▶ _Text passage_
= = = =
People often ask what motivates the veteran businessmen and entrepreneurs who join the Go Negosyo entrepreneur mentoring sessions? What inspires them to come and spend their day coaching beginning and aspiring entrepreneurs?
Surely it can’t be easy. Mentors have to take time off from their busy schedules to make the trip to a busy mall, and devote hours listening to other people’s problems. Then there’s also the risk of catching COVID, especially for some of our senior-citizen mentors.
And yet, every time we hold our mobile mentoring event, 3M on Wheels (which used to be called Mentor Me on Wheels) we see the same mentors coming back and giving of their time to teach and advise strangers.
I, too, find myself drawn to mentoring. There is a definite psychic reward to the act of sharing and teaching. For veteran entrepreneurs and businessmen, these mentoring sessions are an immersion. Mentoring gives that satisfaction of helping others, it is a way of paying forward, and its benefits accrue to both parties.
During our last 3M on Wheels held at Ayala Malls Feliz in Pasig City, I had the opportunity to mentor several entrepreneurs, all of them having already started their small business. Always, we come back to the three M’s that form the pillar of our advocacy at Go Negosyo: mentorship, money and markets. These three elements are key to successful entrepreneurship. Give entrepreneurs access to these three, and they have a better chance of succeeding.
Since we resumed our in-person mentoring sessions following two years of pandemic restrictions, I found that the small entrepreneurs still have the same concerns, like how to grow their business. The pandemic, however, brought with it other problems. Small businesses are sensitive to disruptions in their cash flow, so the lockdowns triggered a halt in their sales, affecting their ability to pay back debts and stopping the essential flow of cash that keeps their business going.
On the other side of the coin, the pandemic gave rise to a lot of opportunities. I met one enterprising young man who thought of putting up a cloud kitchen and looping in the students at his school to become his ‘franchisees’ in a small burger operation. He had a lot of takers because the kids were staying at home and many found the opportunity to make money a more productive use of their free time.
Sometimes the mentoring sessions also bring to light the systemic problems we have in our country. As in the case of the owner of a rabbit farm, who found that he couldn’t scale up because there are no meat processing facilities specific to rabbit meat. He believes in the potential of his product, but because the industry has yet to reach maturity, he now finds himself at the exciting, but very difficult, position of being at the frontier of the business.
In such cases, the established networks and years of experience of the mentors come in handy. They know the regulatory bodies that help people like the rabbit farmer. From their own networks, they know of private companies who may be open to exploring or are looking to explore new products, such as rabbit meat.
But sometimes, small entrepreneurs just need reassurance. One of my mentees was considering giving up his business because of the rising costs of materials. Having access to market information and forecasts, I assured him that this will not likely be a permanent situation and prices will be more manageable come year-end. This is the kind of conversation mentees need.
= = = =
▶ _Entries provided_

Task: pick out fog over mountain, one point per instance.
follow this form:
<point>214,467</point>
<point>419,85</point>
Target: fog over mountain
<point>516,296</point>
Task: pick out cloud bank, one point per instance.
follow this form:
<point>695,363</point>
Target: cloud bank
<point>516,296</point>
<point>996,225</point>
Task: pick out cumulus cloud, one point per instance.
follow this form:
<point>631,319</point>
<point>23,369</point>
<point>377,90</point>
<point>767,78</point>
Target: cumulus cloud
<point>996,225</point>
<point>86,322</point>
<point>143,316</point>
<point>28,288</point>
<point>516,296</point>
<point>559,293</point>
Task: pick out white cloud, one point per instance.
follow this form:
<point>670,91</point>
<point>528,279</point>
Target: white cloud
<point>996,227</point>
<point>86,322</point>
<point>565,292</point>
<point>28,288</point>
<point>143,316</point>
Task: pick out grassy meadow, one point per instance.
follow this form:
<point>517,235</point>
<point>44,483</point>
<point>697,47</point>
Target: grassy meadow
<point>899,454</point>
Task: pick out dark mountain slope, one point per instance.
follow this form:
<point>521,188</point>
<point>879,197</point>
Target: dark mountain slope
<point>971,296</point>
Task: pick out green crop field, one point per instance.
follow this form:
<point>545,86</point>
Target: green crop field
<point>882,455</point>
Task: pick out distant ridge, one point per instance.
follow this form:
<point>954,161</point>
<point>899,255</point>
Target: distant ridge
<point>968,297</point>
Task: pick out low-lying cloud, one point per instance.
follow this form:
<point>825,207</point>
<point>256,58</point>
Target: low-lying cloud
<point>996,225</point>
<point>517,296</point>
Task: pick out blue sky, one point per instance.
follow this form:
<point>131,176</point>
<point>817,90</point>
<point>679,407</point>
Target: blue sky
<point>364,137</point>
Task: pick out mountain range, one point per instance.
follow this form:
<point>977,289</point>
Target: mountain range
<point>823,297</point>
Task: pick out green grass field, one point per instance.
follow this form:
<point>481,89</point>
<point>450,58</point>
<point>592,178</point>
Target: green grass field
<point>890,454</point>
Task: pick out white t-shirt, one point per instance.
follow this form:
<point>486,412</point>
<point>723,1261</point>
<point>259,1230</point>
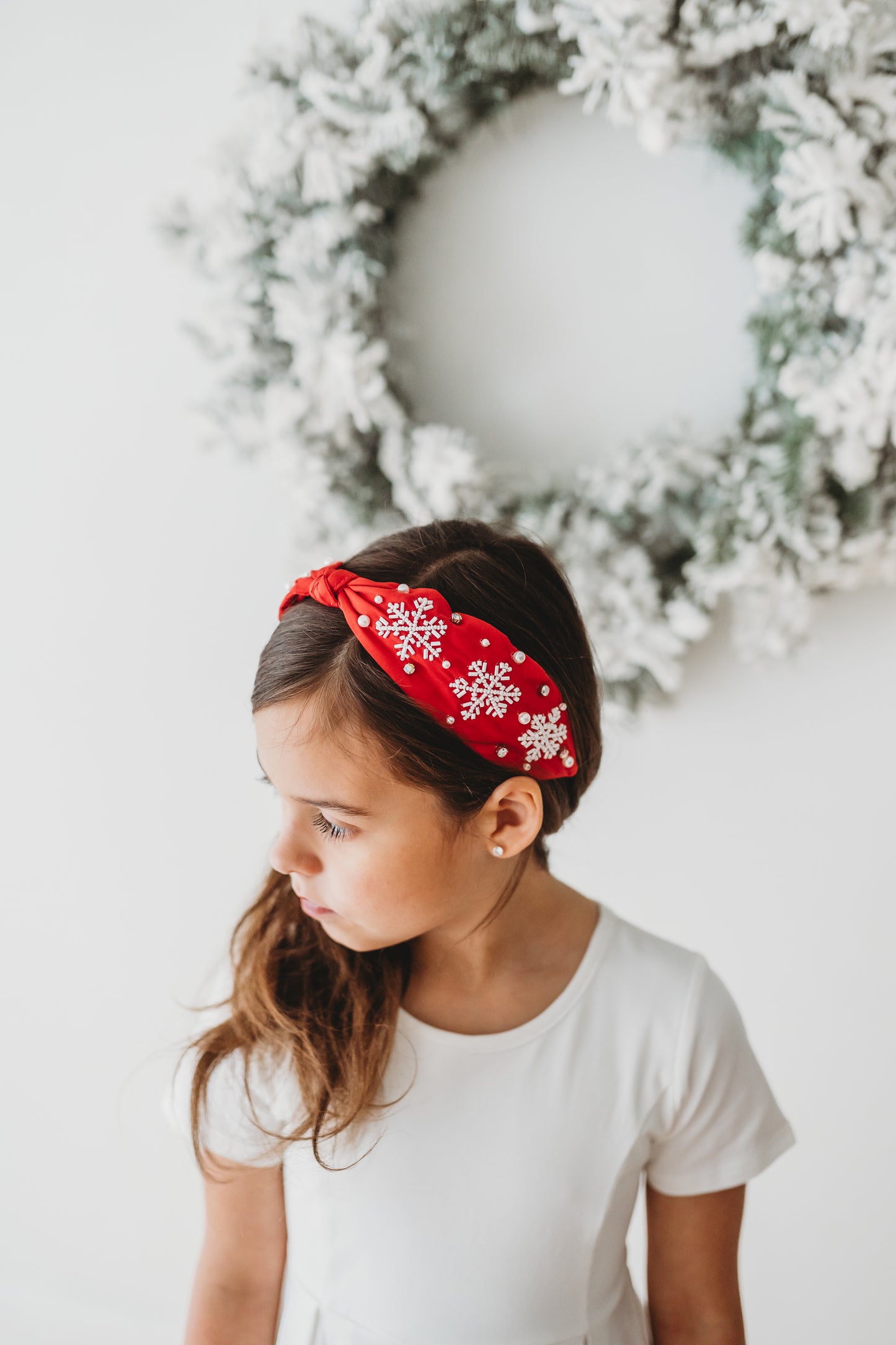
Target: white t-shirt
<point>495,1207</point>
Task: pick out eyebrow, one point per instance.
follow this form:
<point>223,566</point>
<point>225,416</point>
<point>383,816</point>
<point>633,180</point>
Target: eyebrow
<point>323,803</point>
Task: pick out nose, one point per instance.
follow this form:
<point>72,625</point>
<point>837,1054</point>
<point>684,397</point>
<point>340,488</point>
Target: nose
<point>289,854</point>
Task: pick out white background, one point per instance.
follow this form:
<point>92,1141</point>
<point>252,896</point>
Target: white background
<point>566,291</point>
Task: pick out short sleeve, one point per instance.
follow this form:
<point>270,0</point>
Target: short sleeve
<point>717,1124</point>
<point>228,1127</point>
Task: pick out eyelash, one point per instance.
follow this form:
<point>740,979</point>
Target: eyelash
<point>329,829</point>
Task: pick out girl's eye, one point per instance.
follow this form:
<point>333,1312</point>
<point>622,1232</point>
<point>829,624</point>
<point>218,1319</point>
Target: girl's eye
<point>329,829</point>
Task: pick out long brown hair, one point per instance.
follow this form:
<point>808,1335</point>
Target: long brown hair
<point>296,991</point>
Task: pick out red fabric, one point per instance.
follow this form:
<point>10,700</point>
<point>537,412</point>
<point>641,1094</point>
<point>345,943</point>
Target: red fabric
<point>484,705</point>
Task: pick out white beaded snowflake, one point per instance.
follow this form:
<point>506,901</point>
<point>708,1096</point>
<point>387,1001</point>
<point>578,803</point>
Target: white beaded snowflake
<point>489,690</point>
<point>415,631</point>
<point>544,736</point>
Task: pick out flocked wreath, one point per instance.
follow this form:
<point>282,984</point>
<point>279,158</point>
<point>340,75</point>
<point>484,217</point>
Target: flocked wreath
<point>798,498</point>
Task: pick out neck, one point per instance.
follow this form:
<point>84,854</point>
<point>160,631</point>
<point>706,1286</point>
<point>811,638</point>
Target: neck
<point>535,930</point>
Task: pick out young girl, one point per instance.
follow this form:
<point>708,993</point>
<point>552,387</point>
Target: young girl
<point>444,1071</point>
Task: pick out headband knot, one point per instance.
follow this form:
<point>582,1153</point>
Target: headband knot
<point>461,669</point>
<point>323,584</point>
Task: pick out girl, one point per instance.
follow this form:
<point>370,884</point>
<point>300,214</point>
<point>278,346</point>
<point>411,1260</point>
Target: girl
<point>444,1071</point>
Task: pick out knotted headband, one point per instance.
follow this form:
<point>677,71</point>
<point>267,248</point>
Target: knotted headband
<point>461,669</point>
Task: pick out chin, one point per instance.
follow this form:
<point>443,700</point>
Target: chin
<point>360,941</point>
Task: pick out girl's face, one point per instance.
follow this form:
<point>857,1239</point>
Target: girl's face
<point>373,851</point>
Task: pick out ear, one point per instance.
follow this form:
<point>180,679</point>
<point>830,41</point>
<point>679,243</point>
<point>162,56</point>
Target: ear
<point>512,814</point>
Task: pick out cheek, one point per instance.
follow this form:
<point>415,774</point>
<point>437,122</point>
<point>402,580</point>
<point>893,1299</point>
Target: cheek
<point>404,877</point>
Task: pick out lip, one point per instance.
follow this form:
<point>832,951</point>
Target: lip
<point>315,909</point>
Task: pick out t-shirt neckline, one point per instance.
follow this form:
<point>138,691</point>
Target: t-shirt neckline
<point>415,1028</point>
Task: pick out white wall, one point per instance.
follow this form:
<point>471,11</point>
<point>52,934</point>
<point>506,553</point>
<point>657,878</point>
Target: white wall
<point>753,820</point>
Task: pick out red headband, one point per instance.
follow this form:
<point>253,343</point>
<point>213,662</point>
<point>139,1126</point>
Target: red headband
<point>465,671</point>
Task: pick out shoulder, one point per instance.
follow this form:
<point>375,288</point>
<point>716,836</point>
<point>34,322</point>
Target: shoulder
<point>653,973</point>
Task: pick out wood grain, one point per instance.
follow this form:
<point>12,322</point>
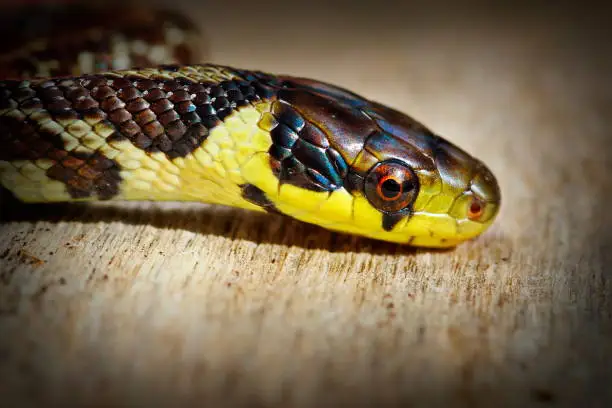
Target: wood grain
<point>191,305</point>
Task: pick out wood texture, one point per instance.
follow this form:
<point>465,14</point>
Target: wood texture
<point>174,305</point>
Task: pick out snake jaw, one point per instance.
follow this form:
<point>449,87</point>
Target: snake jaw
<point>408,184</point>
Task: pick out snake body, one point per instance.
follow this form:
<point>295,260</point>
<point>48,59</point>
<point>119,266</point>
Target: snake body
<point>98,128</point>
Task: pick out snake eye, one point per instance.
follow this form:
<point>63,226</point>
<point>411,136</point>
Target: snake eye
<point>391,186</point>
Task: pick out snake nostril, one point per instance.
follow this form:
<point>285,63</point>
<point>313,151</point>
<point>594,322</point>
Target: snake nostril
<point>475,209</point>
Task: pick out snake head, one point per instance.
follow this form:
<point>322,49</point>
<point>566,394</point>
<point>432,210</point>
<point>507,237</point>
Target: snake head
<point>354,165</point>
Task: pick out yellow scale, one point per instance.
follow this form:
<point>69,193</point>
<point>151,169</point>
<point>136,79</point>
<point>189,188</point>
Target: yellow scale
<point>234,154</point>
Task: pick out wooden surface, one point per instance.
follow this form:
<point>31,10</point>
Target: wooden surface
<point>174,305</point>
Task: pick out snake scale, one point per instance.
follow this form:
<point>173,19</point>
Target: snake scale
<point>118,106</point>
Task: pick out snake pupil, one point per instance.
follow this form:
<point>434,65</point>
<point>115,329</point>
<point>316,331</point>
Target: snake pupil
<point>391,188</point>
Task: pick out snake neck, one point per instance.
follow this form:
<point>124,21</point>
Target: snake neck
<point>185,134</point>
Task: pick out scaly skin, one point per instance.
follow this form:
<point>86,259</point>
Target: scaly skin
<point>240,138</point>
<point>77,123</point>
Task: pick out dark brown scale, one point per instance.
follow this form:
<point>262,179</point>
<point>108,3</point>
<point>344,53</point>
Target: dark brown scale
<point>128,94</point>
<point>137,104</point>
<point>156,115</point>
<point>303,152</point>
<point>93,31</point>
<point>118,116</point>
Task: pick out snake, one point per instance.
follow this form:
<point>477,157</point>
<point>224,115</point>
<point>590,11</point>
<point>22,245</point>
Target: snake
<point>104,104</point>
= = = =
▶ _Tasks_
1 > Summarize the text on Go Negosyo mentoring in two sentences.
2 > From the text on Go Negosyo mentoring, write out everything from "But sometimes, small" down to "conversation mentees need.".

▶ _Responses to the exercise_
1 > Veteran businessmen and entrepreneurs keep coming back to Go Negosyo's 3M on Wheels mentoring sessions despite the time they give up and the risk of catching COVID, and the writer finds that mentoring rewards both sides and comes back to the three M's of mentorship, money and markets. The sessions reveal small entrepreneurs' worries about growth and pandemic cash-flow problems, as well as new opportunities and systemic problems, which mentors help with through their networks, experience and reassurance.

2 >
But sometimes, small entrepreneurs just need reassurance. One of my mentees was considering giving up his business because of the rising costs of materials. Having access to market information and forecasts, I assured him that this will not likely be a permanent situation and prices will be more manageable come year-end. This is the kind of conversation mentees need.